:: Selected excerpt ::
§

Almost Unavoidable Set type 1 with candidates 18 in R89C25.
-> R8C2 <> 1

Type 2:
Two unsolved corners + extra candidates.

Code: Select all

+-------+-------+-------+
| . . . | . . . | 9 4 . |
| . 1 9 | . 3 5 | . . 6 |
| . . 8 | . 6 . | 1 . . |
+-------+-------+-------+
| 6 2 . | . . 1 | 3 . 9 |
| . . . | . . . | . . . |
| 9 . . | . . . | . . 5 |
+-------+-------+-------+
| . . . | 3 . . | . . . |
| 2 5 6 | . 9 8 | 7 . . |
| 8 . 7 | . . . | . . . |
+-------+-------+-------+

... can be advanced (thought a handful of pretty hard steps, mind you) to here:

Code: Select all

   5   6   2 |    8   1   7 |    9   4   3
   7   1   9 |    4   3   5 |    8   2   6
   3   4   8 |    2   6   9 |    1   5   7
-------------+--------------+--------------
   6   2   4*|   57  58*  1 |    3  78   9
   1  78   5*|    9  48*  3 |  246 678  28
   9  78   3 |   67 248  26 |   24   1   5
-------------+--------------+--------------
   4   9   1 |    3   7  26 |    5  68  28
   2   5   6 |    1   9   8 |    7   3   4
   8   3   7 |   56  25   4 |   26   9   1


Almost Unavoidable Set type 2 with 45 in R45C35 + extra pair of 8s, one of which must be true.
We can eliminate 8 from cells that see both unsolved AUS corners:
-> R6C5 <> 8.

Type 3?:
There could also be a type 3, but I haven't found any in the wild yet. It should manifest itself as two unsolved corners + a combination of extra candidates, accompanied by a naked subset consisting of the same candidates. All subset candidates can be eliminated from their intersection.

I don't think there exists a AUS type 4, since none of the candidates can be in both the unsolved corners, since they would be eliminated by their solved neighbours.

That's it for now. Suggestions? Critique?

Vidar

[Neunmalneun]

Code: Select all

 

 
 *-----------------------------------------------------------*
 | 3     6     14    | 14    7     29    | 29    8     5     |
 | 7     29    8     | 3     24    5     | 2469  46    1     |
 | 49    129   5     | 8     6     129   | 2479  3     479   |
 |-------------------+-------------------+-------------------|
 | 28    5     9     | 147   3     246   | 18    467   478   |
 | 28    4     67    | 5     129   126   | 3     167   789   |
 | 1     3     67    | 47    49    8     | 4679  5     2     |
 |-------------------+-------------------+-------------------|
 | 6     7     134   | 9     5     34    | 18    2     48    |
 | 49    19    2     | 6     8     47    | 5     147   3     |
 | 5     8     34    | 2     14    1347  | 47    9     6     |
 *-----------------------------------------------------------*


There is another AUR in your example. The 34s in R79C36 leave two possibilities: either R7C3 is 1 or you can eliminate 34 in R9C6. The other way round: if R9C6 is 34, R7C3 has to be 1 (Uniqueness rule).

§

:: Data extracts ::
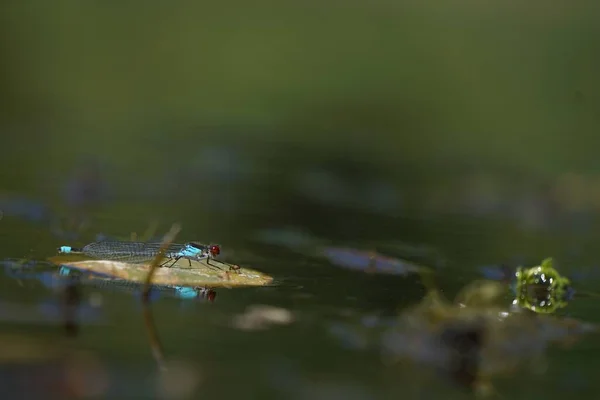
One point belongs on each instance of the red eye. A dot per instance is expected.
(215, 250)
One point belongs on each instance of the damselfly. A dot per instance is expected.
(139, 252)
(182, 292)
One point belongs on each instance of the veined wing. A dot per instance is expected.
(133, 252)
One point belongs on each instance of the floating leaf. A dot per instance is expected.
(216, 274)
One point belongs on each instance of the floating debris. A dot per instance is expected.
(542, 289)
(122, 285)
(259, 317)
(370, 262)
(200, 274)
(475, 341)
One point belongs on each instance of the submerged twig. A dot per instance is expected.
(148, 320)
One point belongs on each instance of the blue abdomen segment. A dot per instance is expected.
(65, 249)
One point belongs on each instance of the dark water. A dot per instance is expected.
(321, 348)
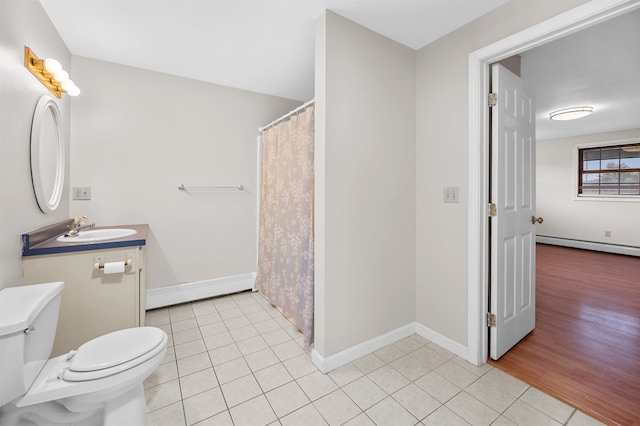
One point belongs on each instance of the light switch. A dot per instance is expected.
(81, 192)
(451, 194)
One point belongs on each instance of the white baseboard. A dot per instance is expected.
(442, 341)
(365, 348)
(188, 292)
(589, 245)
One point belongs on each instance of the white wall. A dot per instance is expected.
(23, 23)
(365, 185)
(441, 160)
(565, 215)
(136, 135)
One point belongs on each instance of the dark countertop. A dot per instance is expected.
(43, 240)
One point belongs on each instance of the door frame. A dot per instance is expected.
(569, 22)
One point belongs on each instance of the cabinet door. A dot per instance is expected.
(93, 303)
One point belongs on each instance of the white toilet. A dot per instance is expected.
(99, 384)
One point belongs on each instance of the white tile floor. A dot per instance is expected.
(235, 360)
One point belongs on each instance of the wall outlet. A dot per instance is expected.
(451, 194)
(81, 192)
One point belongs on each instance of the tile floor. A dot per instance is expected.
(234, 360)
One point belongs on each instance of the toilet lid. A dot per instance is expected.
(115, 348)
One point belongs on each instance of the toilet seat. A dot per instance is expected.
(114, 353)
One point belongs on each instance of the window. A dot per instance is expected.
(609, 171)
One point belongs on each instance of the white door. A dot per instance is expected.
(513, 236)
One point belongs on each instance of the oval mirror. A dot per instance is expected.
(47, 154)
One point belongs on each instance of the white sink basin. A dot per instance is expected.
(93, 235)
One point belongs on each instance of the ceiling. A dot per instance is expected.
(267, 46)
(598, 67)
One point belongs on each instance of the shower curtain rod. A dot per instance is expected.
(287, 115)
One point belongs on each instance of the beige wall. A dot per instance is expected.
(365, 190)
(23, 23)
(580, 219)
(441, 160)
(136, 135)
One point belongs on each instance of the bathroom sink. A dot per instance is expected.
(93, 235)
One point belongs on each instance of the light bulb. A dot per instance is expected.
(52, 66)
(61, 76)
(73, 91)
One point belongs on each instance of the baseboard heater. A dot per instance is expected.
(188, 292)
(589, 245)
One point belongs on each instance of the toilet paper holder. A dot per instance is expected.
(99, 266)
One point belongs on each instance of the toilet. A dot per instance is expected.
(99, 384)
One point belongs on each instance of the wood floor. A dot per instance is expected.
(585, 349)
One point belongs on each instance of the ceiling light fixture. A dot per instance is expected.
(50, 73)
(572, 113)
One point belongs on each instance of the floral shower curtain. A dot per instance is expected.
(285, 247)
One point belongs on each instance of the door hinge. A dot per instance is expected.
(491, 320)
(493, 99)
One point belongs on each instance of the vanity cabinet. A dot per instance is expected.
(93, 302)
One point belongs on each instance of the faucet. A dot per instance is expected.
(79, 225)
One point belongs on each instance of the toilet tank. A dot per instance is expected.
(28, 320)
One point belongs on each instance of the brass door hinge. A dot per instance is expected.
(493, 99)
(491, 320)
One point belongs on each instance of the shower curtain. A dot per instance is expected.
(285, 247)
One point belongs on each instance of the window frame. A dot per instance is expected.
(577, 168)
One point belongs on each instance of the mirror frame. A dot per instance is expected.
(48, 203)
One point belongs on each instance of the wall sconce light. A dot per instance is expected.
(572, 113)
(50, 73)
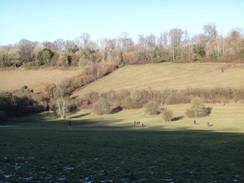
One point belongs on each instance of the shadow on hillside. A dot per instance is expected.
(82, 115)
(177, 118)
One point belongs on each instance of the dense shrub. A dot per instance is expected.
(197, 109)
(3, 115)
(178, 98)
(101, 107)
(18, 105)
(167, 114)
(62, 107)
(116, 98)
(44, 57)
(139, 98)
(151, 108)
(127, 103)
(91, 96)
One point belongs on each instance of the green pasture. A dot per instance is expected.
(170, 76)
(108, 148)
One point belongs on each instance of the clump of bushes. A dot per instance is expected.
(197, 109)
(151, 108)
(101, 107)
(18, 104)
(167, 114)
(178, 98)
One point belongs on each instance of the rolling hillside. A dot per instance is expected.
(35, 79)
(170, 76)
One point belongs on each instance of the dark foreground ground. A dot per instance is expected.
(51, 153)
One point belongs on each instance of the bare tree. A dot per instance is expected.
(210, 31)
(62, 108)
(59, 44)
(175, 36)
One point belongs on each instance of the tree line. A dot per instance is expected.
(174, 45)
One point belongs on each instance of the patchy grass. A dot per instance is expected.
(170, 76)
(109, 149)
(35, 79)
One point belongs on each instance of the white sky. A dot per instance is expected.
(48, 20)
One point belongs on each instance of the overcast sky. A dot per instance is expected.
(48, 20)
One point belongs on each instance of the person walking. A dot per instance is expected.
(69, 125)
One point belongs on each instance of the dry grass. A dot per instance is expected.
(170, 76)
(228, 118)
(16, 78)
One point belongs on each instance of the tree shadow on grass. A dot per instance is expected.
(82, 115)
(177, 118)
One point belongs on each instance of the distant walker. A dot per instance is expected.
(69, 125)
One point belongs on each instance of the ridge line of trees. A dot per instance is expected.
(173, 46)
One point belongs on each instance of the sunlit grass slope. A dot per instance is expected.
(170, 76)
(228, 118)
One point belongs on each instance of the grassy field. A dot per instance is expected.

§

:: Your task ::
Copy the stretch of the Almost Unavoidable Set post from "I don't think" through "now. Suggestions? Critique?", renaming "solved neighbours" to "solved peers".

:: Reply to the exercise ::
I don't think there exists a AUS type 4, since none of the candidates can be in both the unsolved corners, since they would be eliminated by their solved peers.

That's it for now. Suggestions? Critique?